++++ Trecho para leitura ++++
Esse acordo foi renovado em 2023 e aprovado pelo Conselho Administrativo de Defesa Econômica (Cade), com duração inicial de mais dez anos, e, em agosto do ano passado, até antes do desastre aéreo, representava 93% do faturamento total da empresa do interior de São Paulo, com a utilização de dez aeronaves da Voepass.
De acordo com a companhia, no entanto, depois da tragédia na região de Campinas, a parceira solicitou a suspensão das atividades de quatro aeronaves, mantendo apenas seis em operação, e a partir de setembro deixou de pagar os custos referentes a elas, resultando em um rombo de R$ 34,7 milhões.
Essa falta de pagamentos, segundo a Voepass, levou a companhia a deixar de cumprir acordos cíveis e trabalhistas, além de perder duas aeronaves e de atrasar o décimo terceiro dos funcionários.
++++
## Questões de estudo
- 1) Responda às perguntas sobre o trecho da Voepass:
(a) Em que ano o acordo foi renovado?
(b) Quantas aeronaves a parceira manteve em operação depois da tragédia?
(c) Qual foi o valor do rombo resultante da falta de pagamento?
- 2) Escreva uma continuação para o trecho sobre a Voepass, começando logo após a última frase.
++++ Dados extraídos ++++
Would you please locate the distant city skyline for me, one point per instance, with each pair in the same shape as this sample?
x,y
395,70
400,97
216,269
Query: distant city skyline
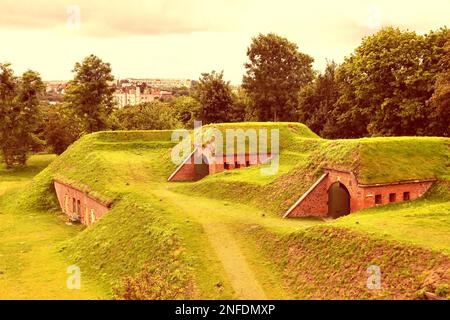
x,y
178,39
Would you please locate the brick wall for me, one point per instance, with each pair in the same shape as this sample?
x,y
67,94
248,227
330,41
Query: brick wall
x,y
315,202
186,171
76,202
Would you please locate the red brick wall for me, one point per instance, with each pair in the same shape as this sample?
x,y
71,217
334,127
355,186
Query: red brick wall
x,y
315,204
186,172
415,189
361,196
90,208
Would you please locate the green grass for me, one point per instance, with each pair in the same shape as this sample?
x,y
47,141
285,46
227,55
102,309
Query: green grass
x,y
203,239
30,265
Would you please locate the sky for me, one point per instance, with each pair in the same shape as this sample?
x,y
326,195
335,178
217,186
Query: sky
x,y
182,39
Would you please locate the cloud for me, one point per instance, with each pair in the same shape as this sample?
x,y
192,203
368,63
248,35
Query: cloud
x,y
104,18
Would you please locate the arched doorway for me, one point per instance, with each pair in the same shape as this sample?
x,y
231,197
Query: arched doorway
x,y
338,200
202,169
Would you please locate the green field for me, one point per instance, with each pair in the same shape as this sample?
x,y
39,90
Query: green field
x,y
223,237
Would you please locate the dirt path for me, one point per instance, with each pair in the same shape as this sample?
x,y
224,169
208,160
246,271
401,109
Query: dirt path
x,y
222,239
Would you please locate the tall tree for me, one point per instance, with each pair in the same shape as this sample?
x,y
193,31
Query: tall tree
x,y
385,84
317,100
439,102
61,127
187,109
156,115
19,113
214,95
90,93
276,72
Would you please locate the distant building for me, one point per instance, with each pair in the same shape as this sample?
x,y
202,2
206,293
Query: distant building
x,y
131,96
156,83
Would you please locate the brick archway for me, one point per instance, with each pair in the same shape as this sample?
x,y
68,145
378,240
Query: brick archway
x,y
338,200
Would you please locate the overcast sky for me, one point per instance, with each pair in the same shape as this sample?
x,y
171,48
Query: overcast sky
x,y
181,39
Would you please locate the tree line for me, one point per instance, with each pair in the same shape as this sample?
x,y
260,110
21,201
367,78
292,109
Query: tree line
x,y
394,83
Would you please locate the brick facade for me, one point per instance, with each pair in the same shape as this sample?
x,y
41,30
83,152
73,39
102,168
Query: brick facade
++++
## Gabarito
- 1)
(a) Em 2023.
(b) Seis aeronaves.
(c) R$ 34,7 milhões.

- 2)
Documentos obtidos pela reportagem apontam que a Latam, por sua vez, alega ter comunicado, no fim de janeiro deste ano, ter enviado uma contranotificação à Voepass questionando os custos fixos e alegando ter desembolsado valores superiores a R$ 30 milhões, para além de obrigações contratuais.
Além disso, a Latam alega ter comunicado a extinção do contrato por justa causa, em função do desastre aéreo, no prazo de seis meses – ou seja, vencendo no fim de julho deste ano.
A Justiça chegou a dar prazo para a Latam pagar os R$ 34,7 milhões, mas o Tribunal de Justiça de São Paulo (TJ-SP) suspendeu a decisão. Em meio ao impasse na Justiça, a Latam assumiu voos da Voepass, entre eles o que fazia viagens para Fernando de Noronha (PE).